**WHAT YOU HAVE TO DO:** Read the data and repeat all of it exactly.

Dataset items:
......

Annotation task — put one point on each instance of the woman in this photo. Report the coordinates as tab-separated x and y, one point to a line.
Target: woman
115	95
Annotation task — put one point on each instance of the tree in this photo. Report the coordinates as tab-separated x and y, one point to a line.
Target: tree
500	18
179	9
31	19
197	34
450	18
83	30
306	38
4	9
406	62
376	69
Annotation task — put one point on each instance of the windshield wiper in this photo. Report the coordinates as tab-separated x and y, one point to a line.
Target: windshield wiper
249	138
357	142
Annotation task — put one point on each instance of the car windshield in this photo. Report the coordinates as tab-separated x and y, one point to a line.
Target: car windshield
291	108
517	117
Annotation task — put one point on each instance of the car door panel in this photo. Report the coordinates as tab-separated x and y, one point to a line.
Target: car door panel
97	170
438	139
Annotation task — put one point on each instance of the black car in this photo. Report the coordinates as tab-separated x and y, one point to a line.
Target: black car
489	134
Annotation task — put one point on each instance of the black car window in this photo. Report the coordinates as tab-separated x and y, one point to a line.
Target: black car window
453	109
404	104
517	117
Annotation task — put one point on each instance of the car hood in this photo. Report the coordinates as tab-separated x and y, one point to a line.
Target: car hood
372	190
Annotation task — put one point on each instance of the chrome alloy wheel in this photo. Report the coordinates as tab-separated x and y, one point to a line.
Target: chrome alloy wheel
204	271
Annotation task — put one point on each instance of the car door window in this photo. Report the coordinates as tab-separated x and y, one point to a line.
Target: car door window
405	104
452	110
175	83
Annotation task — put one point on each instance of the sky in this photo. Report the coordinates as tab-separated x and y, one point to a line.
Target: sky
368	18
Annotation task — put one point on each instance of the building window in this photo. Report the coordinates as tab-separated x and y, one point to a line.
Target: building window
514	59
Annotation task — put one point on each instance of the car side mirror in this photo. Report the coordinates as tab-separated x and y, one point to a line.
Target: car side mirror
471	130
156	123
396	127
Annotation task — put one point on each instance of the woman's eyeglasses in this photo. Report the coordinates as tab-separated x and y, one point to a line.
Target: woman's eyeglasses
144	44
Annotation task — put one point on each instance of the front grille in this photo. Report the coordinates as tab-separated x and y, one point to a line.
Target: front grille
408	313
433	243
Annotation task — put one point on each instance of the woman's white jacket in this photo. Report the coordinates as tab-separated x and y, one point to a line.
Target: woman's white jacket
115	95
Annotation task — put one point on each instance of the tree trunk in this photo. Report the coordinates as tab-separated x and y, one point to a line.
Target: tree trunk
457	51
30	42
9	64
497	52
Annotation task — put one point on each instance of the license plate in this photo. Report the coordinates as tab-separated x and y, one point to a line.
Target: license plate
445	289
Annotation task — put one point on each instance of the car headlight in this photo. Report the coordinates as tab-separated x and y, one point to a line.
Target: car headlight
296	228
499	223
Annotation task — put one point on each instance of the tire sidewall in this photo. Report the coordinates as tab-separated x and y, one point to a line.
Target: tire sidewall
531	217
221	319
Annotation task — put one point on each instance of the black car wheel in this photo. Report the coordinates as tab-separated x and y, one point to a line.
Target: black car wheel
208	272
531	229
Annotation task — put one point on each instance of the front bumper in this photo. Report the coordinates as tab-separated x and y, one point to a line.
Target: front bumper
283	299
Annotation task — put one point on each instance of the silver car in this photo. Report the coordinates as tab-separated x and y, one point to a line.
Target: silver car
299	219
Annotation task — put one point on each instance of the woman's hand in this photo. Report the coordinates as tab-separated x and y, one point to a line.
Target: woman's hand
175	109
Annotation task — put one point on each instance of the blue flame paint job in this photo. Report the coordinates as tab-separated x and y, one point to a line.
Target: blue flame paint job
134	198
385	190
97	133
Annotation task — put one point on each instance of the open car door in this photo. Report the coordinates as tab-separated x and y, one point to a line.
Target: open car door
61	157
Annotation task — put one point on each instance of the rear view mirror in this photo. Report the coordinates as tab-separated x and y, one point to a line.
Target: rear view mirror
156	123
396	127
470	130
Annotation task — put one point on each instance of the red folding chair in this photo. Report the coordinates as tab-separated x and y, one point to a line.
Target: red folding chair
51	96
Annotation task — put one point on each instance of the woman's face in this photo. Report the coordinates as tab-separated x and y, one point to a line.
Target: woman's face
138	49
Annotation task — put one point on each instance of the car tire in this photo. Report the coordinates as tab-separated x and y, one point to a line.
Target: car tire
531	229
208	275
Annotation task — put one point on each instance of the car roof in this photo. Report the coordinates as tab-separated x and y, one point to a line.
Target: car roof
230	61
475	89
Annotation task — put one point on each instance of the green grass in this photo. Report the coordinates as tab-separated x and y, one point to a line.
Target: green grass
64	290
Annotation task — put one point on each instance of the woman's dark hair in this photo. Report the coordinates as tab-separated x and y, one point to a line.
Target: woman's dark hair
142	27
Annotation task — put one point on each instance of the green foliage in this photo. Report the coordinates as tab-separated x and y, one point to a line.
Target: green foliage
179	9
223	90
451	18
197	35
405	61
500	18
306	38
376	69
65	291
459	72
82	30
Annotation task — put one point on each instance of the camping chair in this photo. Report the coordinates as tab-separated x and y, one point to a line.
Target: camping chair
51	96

......

**THE RESULT:**
Annotation task — put one point on each instance of the woman in this photo. Report the coordinates as tab-separated x and y, one point to a line.
Target: woman
115	95
Annotation task — put one point on each instance of the tree in this photo. Report the coordinates as tab-separated x and y, one point to a line.
Target: tree
500	18
179	9
31	19
197	34
450	18
83	30
306	38
4	9
406	62
376	69
Annotation task — put one point on each instance of the windshield wiper in this photo. Report the coordinates as tab-separated x and y, one point to a line.
Target: windshield wiper
249	138
357	142
Annotation task — put one point on each instance of the car windshield in this photo. Report the coordinates as tab-separated x and y, one point to a line.
Target: car windshield
291	108
517	117
Annotation task — put one point on each instance of the car door panel in this photo. Report the coordinates as tab-separated x and y, one point to a line.
Target: car door panel
97	170
438	139
Annotation task — put one point on each instance of the black car in this photo. Report the coordinates as tab-separated x and y, one point to a line.
Target: black car
489	134
Annotation task — put one point on each instance of the black car window in this photo. Report the coordinates as tab-separated x and y, one point to a line.
Target: black car window
453	109
404	104
517	117
Annotation task — put one point on each instance of the car hood in this photo. Report the coordinates as tab-separated x and y, one point to a line.
Target: car hood
372	190
Annotation task — put one point on each instance of the chrome alloy wheel in this photo. Report the coordinates as tab-separated x and y, one point to a line.
Target: chrome alloy wheel
204	271
Annotation task — put one point on each instance of the car door window in this photo. Report the coordinates as tab-separated x and y, one point to a line.
Target: car door window
405	104
452	110
175	83
Annotation task — put one point on each instance of the sky in this photo. Report the coordinates as tab-separated x and y, one point to a line.
Target: sky
368	18
Annotation task — put one point on each instance of the building window in this photo. Report the coordinates as tab-separated x and y, one point to a line.
Target: building window
514	59
Annotation task — put one point on each instance of the car side mirror in this photo. Report the coordinates as tab-separated x and y, one point to a line.
Target: car side mirror
471	130
156	123
396	127
Annotation task — put one point on each instance of the woman's eyeglasses in this photo. Report the coordinates as tab-separated x and y, one point to a line.
Target: woman's eyeglasses
144	44
Annotation task — put one point on each instance of the front grille in this photo. Report the coordinates as tab-separated x and y, one point to a line.
Target: front grille
408	313
433	243
Annotation task — put one point on each instance of the woman's white jacket in this photo. Report the coordinates as tab-separated x and y, one point to a line.
Target: woman's white jacket
115	95
Annotation task — put one point on each instance of the tree trunk in this photo. Report the coordinates as tab-separated x and y, one point to a line.
Target: tree trunk
457	51
30	42
9	64
497	52
Annotation task — put one point on each instance of the license plate in this photo. Report the coordinates as tab-separated x and y, one point to a line.
Target: license plate
445	289
Annotation task — put one point on each instance of the car headlight in this photo. Report the coordinates as tab-separated x and y, one point to a line.
Target: car headlight
296	228
499	223
Annotation task — put one point on each instance of the tire sidewall in this photo. Report the coordinates as tab-separated x and y, one point to a line.
Target: tire sidewall
531	217
221	319
Annotation task — put one point on each instance of the black car wheel in this photo. Report the coordinates as tab-separated x and y, one point to a line.
Target: black car wheel
208	272
531	229
Annotation task — put one point on each instance of the front bumper in this photo. Report the coordinates as tab-separated x and y, one point to a line.
Target: front bumper
283	299
Annotation task — put one point on each instance of the silver car in this photo. Report the coordinates as tab-separated x and y, one point to a line.
Target: silver car
299	219
Annotation task — put one point on each instance of the woman's hand in this photo. Report the coordinates as tab-separated x and y, one point to a line.
Target: woman's hand
175	109
Annotation task — put one point on each instance of the blue flame paint job in this photo. Report the coordinates as tab-separated x and y, one point to a line.
Target: blue flame paint job
134	198
385	190
97	133
Annotation task — put one point on each instance of the open car door in this photo. Report the coordinates as tab-separated x and y, one point to a line.
Target: open car door
61	157
Annotation task — put one point on each instance of the rear view mirror in this photo. Report the coordinates as tab-separated x and y, one point to a line.
Target: rear view mirror
156	123
396	127
470	130
Annotation task — put one point on each instance of the red folding chair in this photo. Report the coordinates as tab-separated x and y, one point to a line.
Target: red folding chair
51	96
Annotation task — put one point on each instance of the woman's face in this photo. Report the coordinates as tab-separated x and y, one point to a line.
Target: woman's face
138	49
Annotation task — put one point on each instance of the car tire in this photo. Report the coordinates as tab-separated x and y, one point to a line.
Target: car tire
531	229
208	275
Annotation task — put one point on each instance of the car roof in this photo. Report the coordinates as tab-separated x and y, one point to a line.
Target: car roof
230	61
475	89
Annotation task — put one point on each instance of the green grass in this photo. Report the coordinates as tab-separated x and y, one point to a line.
Target: green grass
64	290
Annotation task — put one point on each instance of the woman's dark hair in this photo. Report the coordinates as tab-separated x and y, one point to a line.
Target: woman's dark hair
142	27
Annotation task — put one point on each instance of the green foliage in this photo. Report the coordinates as tab-separated x and y, one point to a line.
Target: green foliage
179	9
223	90
451	18
197	35
405	61
500	18
306	38
376	69
65	291
459	72
82	30
Annotation task — put one point on each instance of the camping chair in this photo. Report the coordinates as tab-separated x and y, one point to a line.
Target: camping chair
51	96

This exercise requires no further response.